[Records contained in a dataset]

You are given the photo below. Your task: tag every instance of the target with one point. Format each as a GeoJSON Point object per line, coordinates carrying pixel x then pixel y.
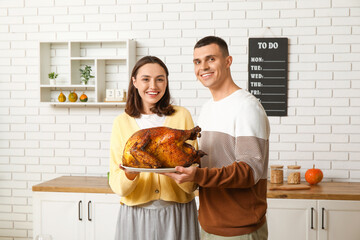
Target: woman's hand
{"type": "Point", "coordinates": [129, 174]}
{"type": "Point", "coordinates": [182, 174]}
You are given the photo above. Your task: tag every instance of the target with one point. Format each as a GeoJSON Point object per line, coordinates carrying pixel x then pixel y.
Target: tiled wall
{"type": "Point", "coordinates": [39, 142]}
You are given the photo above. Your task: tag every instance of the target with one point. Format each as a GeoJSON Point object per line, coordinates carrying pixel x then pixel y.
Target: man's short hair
{"type": "Point", "coordinates": [216, 40]}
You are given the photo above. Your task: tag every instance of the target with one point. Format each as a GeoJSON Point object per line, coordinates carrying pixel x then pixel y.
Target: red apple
{"type": "Point", "coordinates": [313, 175]}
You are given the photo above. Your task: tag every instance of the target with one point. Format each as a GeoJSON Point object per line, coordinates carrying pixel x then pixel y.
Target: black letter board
{"type": "Point", "coordinates": [268, 60]}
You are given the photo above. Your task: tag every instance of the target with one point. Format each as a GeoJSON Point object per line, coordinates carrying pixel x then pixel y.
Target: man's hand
{"type": "Point", "coordinates": [182, 174]}
{"type": "Point", "coordinates": [129, 174]}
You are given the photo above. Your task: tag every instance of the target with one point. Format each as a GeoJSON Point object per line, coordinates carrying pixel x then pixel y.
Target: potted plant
{"type": "Point", "coordinates": [52, 77]}
{"type": "Point", "coordinates": [86, 74]}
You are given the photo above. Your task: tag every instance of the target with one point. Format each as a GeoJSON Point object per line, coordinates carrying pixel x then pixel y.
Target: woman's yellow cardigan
{"type": "Point", "coordinates": [146, 186]}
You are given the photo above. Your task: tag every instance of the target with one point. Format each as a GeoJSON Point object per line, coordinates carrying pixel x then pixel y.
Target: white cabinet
{"type": "Point", "coordinates": [75, 216]}
{"type": "Point", "coordinates": [313, 219]}
{"type": "Point", "coordinates": [339, 220]}
{"type": "Point", "coordinates": [111, 63]}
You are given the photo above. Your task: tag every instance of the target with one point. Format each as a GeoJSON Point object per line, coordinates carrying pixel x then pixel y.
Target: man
{"type": "Point", "coordinates": [235, 135]}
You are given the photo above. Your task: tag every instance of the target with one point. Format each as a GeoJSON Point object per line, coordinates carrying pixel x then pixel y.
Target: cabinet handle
{"type": "Point", "coordinates": [79, 209]}
{"type": "Point", "coordinates": [322, 218]}
{"type": "Point", "coordinates": [312, 218]}
{"type": "Point", "coordinates": [89, 206]}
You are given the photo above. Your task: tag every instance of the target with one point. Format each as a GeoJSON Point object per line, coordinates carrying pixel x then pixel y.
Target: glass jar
{"type": "Point", "coordinates": [293, 174]}
{"type": "Point", "coordinates": [276, 174]}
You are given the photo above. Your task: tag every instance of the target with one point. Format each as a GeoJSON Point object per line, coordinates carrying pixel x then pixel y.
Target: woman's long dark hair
{"type": "Point", "coordinates": [134, 106]}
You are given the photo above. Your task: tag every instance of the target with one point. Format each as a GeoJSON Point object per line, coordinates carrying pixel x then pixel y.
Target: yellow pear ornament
{"type": "Point", "coordinates": [61, 97]}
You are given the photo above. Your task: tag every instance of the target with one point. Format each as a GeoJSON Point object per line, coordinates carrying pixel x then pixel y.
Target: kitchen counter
{"type": "Point", "coordinates": [323, 190]}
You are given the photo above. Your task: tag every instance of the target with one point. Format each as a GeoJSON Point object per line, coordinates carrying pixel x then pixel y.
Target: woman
{"type": "Point", "coordinates": [153, 206]}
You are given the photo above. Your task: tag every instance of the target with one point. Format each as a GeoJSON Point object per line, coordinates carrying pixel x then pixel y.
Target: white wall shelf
{"type": "Point", "coordinates": [111, 63]}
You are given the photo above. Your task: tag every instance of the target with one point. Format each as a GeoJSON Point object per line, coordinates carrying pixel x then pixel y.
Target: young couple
{"type": "Point", "coordinates": [233, 176]}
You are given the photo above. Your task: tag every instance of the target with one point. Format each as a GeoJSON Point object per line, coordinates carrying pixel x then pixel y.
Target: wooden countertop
{"type": "Point", "coordinates": [324, 190]}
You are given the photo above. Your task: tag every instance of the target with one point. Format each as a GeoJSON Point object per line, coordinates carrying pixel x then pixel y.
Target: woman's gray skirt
{"type": "Point", "coordinates": [177, 221]}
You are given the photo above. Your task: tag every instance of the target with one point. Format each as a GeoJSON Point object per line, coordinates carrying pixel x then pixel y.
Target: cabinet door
{"type": "Point", "coordinates": [339, 220]}
{"type": "Point", "coordinates": [102, 212]}
{"type": "Point", "coordinates": [59, 214]}
{"type": "Point", "coordinates": [291, 219]}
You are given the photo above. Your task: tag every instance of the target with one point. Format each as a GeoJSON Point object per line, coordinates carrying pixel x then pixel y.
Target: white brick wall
{"type": "Point", "coordinates": [39, 142]}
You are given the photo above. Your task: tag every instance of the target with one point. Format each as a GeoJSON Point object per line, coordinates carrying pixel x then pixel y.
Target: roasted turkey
{"type": "Point", "coordinates": [161, 147]}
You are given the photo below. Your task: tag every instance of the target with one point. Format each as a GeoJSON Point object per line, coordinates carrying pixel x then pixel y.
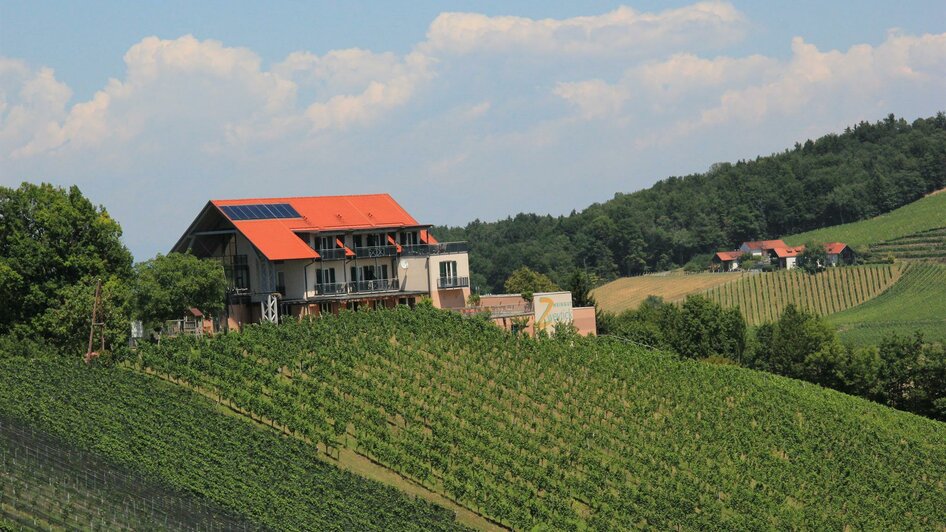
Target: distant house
{"type": "Point", "coordinates": [786, 257]}
{"type": "Point", "coordinates": [761, 247]}
{"type": "Point", "coordinates": [839, 253]}
{"type": "Point", "coordinates": [727, 261]}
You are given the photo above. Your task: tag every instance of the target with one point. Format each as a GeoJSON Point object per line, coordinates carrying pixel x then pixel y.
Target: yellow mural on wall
{"type": "Point", "coordinates": [554, 308]}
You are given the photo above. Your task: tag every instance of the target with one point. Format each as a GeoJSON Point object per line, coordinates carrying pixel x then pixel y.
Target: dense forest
{"type": "Point", "coordinates": [869, 169]}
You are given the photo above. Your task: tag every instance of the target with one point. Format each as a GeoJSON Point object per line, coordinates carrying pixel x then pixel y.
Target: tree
{"type": "Point", "coordinates": [786, 346]}
{"type": "Point", "coordinates": [167, 285]}
{"type": "Point", "coordinates": [526, 281]}
{"type": "Point", "coordinates": [814, 258]}
{"type": "Point", "coordinates": [51, 239]}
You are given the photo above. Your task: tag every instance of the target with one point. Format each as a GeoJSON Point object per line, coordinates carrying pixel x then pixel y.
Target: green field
{"type": "Point", "coordinates": [916, 302]}
{"type": "Point", "coordinates": [922, 215]}
{"type": "Point", "coordinates": [763, 297]}
{"type": "Point", "coordinates": [585, 432]}
{"type": "Point", "coordinates": [187, 444]}
{"type": "Point", "coordinates": [924, 245]}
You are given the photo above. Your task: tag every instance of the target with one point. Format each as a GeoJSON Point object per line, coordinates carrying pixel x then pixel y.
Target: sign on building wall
{"type": "Point", "coordinates": [551, 308]}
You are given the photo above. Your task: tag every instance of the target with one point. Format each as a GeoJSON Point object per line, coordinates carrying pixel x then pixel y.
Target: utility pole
{"type": "Point", "coordinates": [89, 355]}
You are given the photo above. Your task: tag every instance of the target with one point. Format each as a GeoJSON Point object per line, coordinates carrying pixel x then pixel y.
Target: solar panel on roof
{"type": "Point", "coordinates": [262, 211]}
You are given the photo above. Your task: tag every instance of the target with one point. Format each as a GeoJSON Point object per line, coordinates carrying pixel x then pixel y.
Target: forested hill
{"type": "Point", "coordinates": [869, 169]}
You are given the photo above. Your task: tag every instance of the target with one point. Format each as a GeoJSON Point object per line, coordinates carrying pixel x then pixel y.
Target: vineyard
{"type": "Point", "coordinates": [916, 303]}
{"type": "Point", "coordinates": [922, 215]}
{"type": "Point", "coordinates": [629, 292]}
{"type": "Point", "coordinates": [182, 444]}
{"type": "Point", "coordinates": [584, 432]}
{"type": "Point", "coordinates": [45, 484]}
{"type": "Point", "coordinates": [763, 297]}
{"type": "Point", "coordinates": [925, 245]}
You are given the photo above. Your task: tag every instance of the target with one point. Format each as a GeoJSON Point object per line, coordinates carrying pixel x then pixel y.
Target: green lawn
{"type": "Point", "coordinates": [921, 215]}
{"type": "Point", "coordinates": [916, 302]}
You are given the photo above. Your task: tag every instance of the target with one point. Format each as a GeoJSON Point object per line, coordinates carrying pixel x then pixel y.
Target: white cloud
{"type": "Point", "coordinates": [595, 98]}
{"type": "Point", "coordinates": [32, 104]}
{"type": "Point", "coordinates": [816, 81]}
{"type": "Point", "coordinates": [553, 113]}
{"type": "Point", "coordinates": [619, 32]}
{"type": "Point", "coordinates": [210, 95]}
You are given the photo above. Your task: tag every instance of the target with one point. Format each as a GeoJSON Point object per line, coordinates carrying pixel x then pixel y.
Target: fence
{"type": "Point", "coordinates": [45, 484]}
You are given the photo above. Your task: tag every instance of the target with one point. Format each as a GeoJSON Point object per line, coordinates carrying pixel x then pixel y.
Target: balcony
{"type": "Point", "coordinates": [375, 251]}
{"type": "Point", "coordinates": [377, 285]}
{"type": "Point", "coordinates": [332, 254]}
{"type": "Point", "coordinates": [453, 282]}
{"type": "Point", "coordinates": [331, 289]}
{"type": "Point", "coordinates": [357, 287]}
{"type": "Point", "coordinates": [435, 249]}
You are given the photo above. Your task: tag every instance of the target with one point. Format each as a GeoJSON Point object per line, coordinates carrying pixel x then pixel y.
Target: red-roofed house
{"type": "Point", "coordinates": [761, 247]}
{"type": "Point", "coordinates": [727, 260]}
{"type": "Point", "coordinates": [786, 256]}
{"type": "Point", "coordinates": [839, 253]}
{"type": "Point", "coordinates": [308, 255]}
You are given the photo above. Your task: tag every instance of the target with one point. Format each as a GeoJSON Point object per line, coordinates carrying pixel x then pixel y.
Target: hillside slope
{"type": "Point", "coordinates": [922, 215]}
{"type": "Point", "coordinates": [763, 297]}
{"type": "Point", "coordinates": [186, 443]}
{"type": "Point", "coordinates": [629, 292]}
{"type": "Point", "coordinates": [583, 432]}
{"type": "Point", "coordinates": [916, 303]}
{"type": "Point", "coordinates": [866, 170]}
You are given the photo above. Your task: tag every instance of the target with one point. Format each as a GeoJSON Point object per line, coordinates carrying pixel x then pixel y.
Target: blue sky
{"type": "Point", "coordinates": [461, 110]}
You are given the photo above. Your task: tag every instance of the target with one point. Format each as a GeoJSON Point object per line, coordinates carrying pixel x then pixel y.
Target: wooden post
{"type": "Point", "coordinates": [89, 355]}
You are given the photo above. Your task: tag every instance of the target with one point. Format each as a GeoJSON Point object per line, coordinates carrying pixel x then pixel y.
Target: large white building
{"type": "Point", "coordinates": [311, 255]}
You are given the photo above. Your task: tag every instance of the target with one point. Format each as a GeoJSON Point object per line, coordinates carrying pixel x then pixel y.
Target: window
{"type": "Point", "coordinates": [325, 242]}
{"type": "Point", "coordinates": [369, 273]}
{"type": "Point", "coordinates": [448, 269]}
{"type": "Point", "coordinates": [374, 239]}
{"type": "Point", "coordinates": [325, 276]}
{"type": "Point", "coordinates": [239, 273]}
{"type": "Point", "coordinates": [409, 238]}
{"type": "Point", "coordinates": [281, 283]}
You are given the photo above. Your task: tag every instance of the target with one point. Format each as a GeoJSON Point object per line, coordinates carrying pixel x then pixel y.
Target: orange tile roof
{"type": "Point", "coordinates": [764, 244]}
{"type": "Point", "coordinates": [327, 213]}
{"type": "Point", "coordinates": [834, 248]}
{"type": "Point", "coordinates": [728, 255]}
{"type": "Point", "coordinates": [788, 251]}
{"type": "Point", "coordinates": [277, 238]}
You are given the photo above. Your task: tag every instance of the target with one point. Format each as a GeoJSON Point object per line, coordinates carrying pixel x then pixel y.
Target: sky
{"type": "Point", "coordinates": [460, 110]}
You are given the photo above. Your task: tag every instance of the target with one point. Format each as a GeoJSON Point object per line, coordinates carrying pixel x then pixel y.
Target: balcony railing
{"type": "Point", "coordinates": [453, 282]}
{"type": "Point", "coordinates": [376, 285]}
{"type": "Point", "coordinates": [435, 249]}
{"type": "Point", "coordinates": [332, 254]}
{"type": "Point", "coordinates": [376, 251]}
{"type": "Point", "coordinates": [328, 289]}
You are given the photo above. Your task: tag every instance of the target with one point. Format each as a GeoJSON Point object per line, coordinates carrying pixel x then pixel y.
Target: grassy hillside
{"type": "Point", "coordinates": [583, 432]}
{"type": "Point", "coordinates": [922, 245]}
{"type": "Point", "coordinates": [869, 169]}
{"type": "Point", "coordinates": [186, 443]}
{"type": "Point", "coordinates": [629, 292]}
{"type": "Point", "coordinates": [922, 215]}
{"type": "Point", "coordinates": [916, 302]}
{"type": "Point", "coordinates": [763, 297]}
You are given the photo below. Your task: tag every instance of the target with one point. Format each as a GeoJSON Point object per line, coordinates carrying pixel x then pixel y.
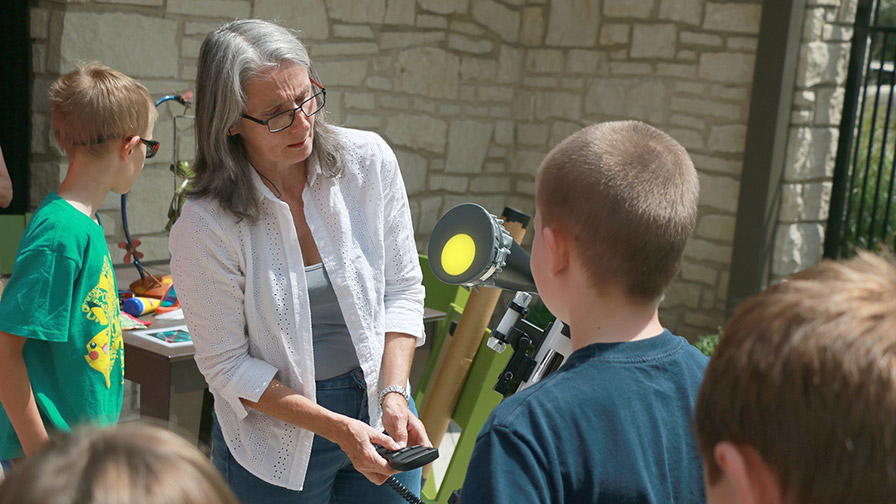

§ **Exercise requirements**
Show each line of the records above that contains the word "yellow".

§ **Result for this task**
Target: woman's yellow cardigan
Target: yellow pear ornament
Target: yellow mural on wall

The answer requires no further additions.